**Description of the task:** Render the material below as a JSON array of strings with one string per line, leaving out any blank lines.

Saved data entries
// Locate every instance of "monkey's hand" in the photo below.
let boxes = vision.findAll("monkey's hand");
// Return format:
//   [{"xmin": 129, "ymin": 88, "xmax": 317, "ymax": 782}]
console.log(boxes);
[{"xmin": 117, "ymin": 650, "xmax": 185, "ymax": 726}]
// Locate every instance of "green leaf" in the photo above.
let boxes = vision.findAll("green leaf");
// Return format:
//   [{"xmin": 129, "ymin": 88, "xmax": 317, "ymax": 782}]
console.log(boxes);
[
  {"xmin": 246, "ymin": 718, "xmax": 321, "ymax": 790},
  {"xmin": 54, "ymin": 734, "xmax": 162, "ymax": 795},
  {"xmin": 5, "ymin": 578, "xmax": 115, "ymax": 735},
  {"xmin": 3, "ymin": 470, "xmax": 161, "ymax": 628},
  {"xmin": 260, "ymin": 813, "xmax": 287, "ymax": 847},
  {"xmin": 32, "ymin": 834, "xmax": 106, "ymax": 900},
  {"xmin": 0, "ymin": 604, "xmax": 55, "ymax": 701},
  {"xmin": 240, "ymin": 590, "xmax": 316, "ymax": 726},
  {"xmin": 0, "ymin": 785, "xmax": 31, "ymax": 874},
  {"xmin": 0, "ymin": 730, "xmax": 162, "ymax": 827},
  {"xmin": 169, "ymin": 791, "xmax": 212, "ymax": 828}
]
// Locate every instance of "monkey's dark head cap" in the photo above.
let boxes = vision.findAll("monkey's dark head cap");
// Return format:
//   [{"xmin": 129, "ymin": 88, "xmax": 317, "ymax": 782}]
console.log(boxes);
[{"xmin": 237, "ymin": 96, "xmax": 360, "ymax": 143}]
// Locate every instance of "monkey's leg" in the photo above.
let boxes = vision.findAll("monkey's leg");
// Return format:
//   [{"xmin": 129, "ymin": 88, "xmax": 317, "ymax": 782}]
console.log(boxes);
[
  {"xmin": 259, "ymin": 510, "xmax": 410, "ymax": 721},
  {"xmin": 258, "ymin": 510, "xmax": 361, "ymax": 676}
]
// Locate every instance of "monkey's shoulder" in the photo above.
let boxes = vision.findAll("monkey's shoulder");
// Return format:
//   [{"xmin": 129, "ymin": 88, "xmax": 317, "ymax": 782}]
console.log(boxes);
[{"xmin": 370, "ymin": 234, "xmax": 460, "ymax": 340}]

**Result for this exercise:**
[
  "// Locate every instance of \"monkey's hand\" in the photo below.",
  "let boxes = vision.findAll(\"monkey's hand\");",
  "// Return format:",
  "//   [{\"xmin\": 129, \"ymin\": 88, \"xmax\": 317, \"ymax\": 782}]",
  "console.log(boxes);",
  "[{\"xmin\": 117, \"ymin\": 650, \"xmax\": 185, \"ymax\": 726}]",
  "// Locate every instance of \"green leaf\" in the photo above.",
  "let boxes = vision.findAll(\"green leaf\");",
  "// Return format:",
  "//   [{\"xmin\": 129, \"ymin\": 88, \"xmax\": 317, \"ymax\": 782}]",
  "console.log(boxes);",
  "[",
  "  {\"xmin\": 246, \"ymin\": 718, \"xmax\": 321, \"ymax\": 790},",
  "  {\"xmin\": 54, \"ymin\": 734, \"xmax\": 162, \"ymax\": 795},",
  "  {\"xmin\": 5, \"ymin\": 578, \"xmax\": 115, \"ymax\": 735},",
  "  {\"xmin\": 3, \"ymin\": 470, \"xmax\": 161, \"ymax\": 628},",
  "  {\"xmin\": 260, \"ymin\": 813, \"xmax\": 287, \"ymax\": 847},",
  "  {\"xmin\": 32, \"ymin\": 834, \"xmax\": 106, \"ymax\": 900},",
  "  {\"xmin\": 0, \"ymin\": 604, \"xmax\": 55, \"ymax\": 701},",
  "  {\"xmin\": 240, \"ymin\": 590, \"xmax\": 316, \"ymax\": 726},",
  "  {\"xmin\": 0, \"ymin\": 785, \"xmax\": 31, \"ymax\": 874},",
  "  {\"xmin\": 0, \"ymin\": 730, \"xmax\": 162, \"ymax\": 827},",
  "  {\"xmin\": 169, \"ymin\": 791, \"xmax\": 212, \"ymax\": 828}",
  "]",
  "// Locate every instance of \"monkey's dark head cap\" in the photo above.",
  "let boxes = vision.findAll(\"monkey's dark head cap\");",
  "// Return format:",
  "//   [{\"xmin\": 129, \"ymin\": 88, \"xmax\": 317, \"ymax\": 782}]",
  "console.log(boxes);",
  "[{\"xmin\": 237, \"ymin\": 96, \"xmax\": 360, \"ymax\": 143}]",
  "// Locate every instance of \"monkey's leg\" in the photo above.",
  "let boxes = vision.findAll(\"monkey's leg\");",
  "// Return format:",
  "//   [{\"xmin\": 129, \"ymin\": 88, \"xmax\": 317, \"ymax\": 782}]",
  "console.log(boxes);",
  "[",
  "  {\"xmin\": 259, \"ymin\": 510, \"xmax\": 410, \"ymax\": 721},",
  "  {\"xmin\": 258, \"ymin\": 510, \"xmax\": 361, \"ymax\": 676}",
  "]",
  "// Locate every instance of \"monkey's shoulder\" in the photo above.",
  "let boxes = vision.findAll(\"monkey's shoulder\");",
  "// Return format:",
  "//   [{\"xmin\": 129, \"ymin\": 88, \"xmax\": 317, \"ymax\": 782}]",
  "console.log(boxes);",
  "[{\"xmin\": 370, \"ymin\": 234, \"xmax\": 460, \"ymax\": 340}]"
]